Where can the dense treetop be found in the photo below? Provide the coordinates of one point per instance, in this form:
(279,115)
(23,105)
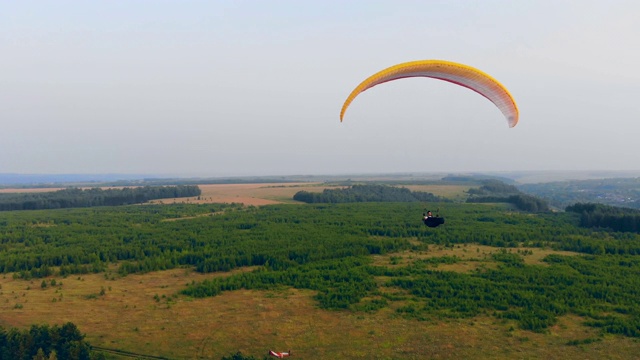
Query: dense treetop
(76,197)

**Instruction**: Output every line of the entries above as a JSON list of strings, one string per line, omitting blank lines and the pictures.

**Exercise response**:
[
  "Where can the dense treetop be found in the photo below? Provide the coordinates of one point per instance, in this form:",
  "(279,115)",
  "(23,105)",
  "Query: dense treetop",
  "(76,197)"
]